• _Directions_
From the line bearing "Rules: pick out each instance of the woman's face" down to the final line of the records below, give every line again exactly and add nothing.

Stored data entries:
★ ★ ★ ★

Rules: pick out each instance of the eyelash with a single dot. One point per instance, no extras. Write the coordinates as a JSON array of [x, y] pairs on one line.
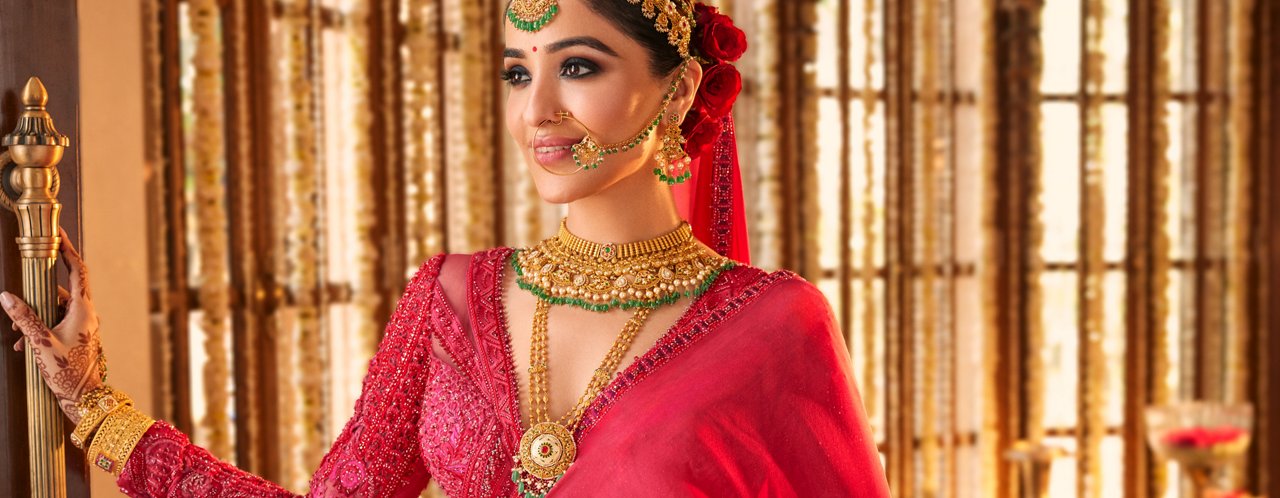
[[519, 76]]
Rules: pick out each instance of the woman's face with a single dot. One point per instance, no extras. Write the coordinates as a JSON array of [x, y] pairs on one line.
[[581, 64]]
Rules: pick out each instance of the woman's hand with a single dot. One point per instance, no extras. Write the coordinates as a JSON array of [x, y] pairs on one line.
[[69, 355]]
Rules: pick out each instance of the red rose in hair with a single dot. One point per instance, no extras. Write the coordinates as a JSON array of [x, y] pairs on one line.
[[720, 88], [699, 131], [718, 39]]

★ ★ ★ ★

• _Response to the exercise_
Rules: pick out each instance of the woman's face with a single dot. One point per instance, no extras. Write the coordinates as a JSON array of [x, y] pairs on one line.
[[581, 64]]
Rules: pick out each instance of the woman's hand with a single dot. One point per instance, no extras. Write the coordinates as a JSON array of [x, y] pairs on one line.
[[69, 355]]
Rules: pick out each instance of the red rose in hair with a single dot. One point per instance, no extras. Write the coordinates as a JSON array of [x, y] pairs on one line.
[[720, 88], [699, 131], [718, 39]]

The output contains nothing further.